* Task details
When a line in the material beneath includes the word "with", add it to the count, and report the count alone.

********************

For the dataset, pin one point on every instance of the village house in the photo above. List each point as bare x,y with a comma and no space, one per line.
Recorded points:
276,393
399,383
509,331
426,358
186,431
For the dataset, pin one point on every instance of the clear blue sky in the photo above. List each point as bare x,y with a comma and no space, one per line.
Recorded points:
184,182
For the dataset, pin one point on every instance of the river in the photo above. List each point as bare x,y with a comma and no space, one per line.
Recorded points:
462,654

********************

* Exercise response
3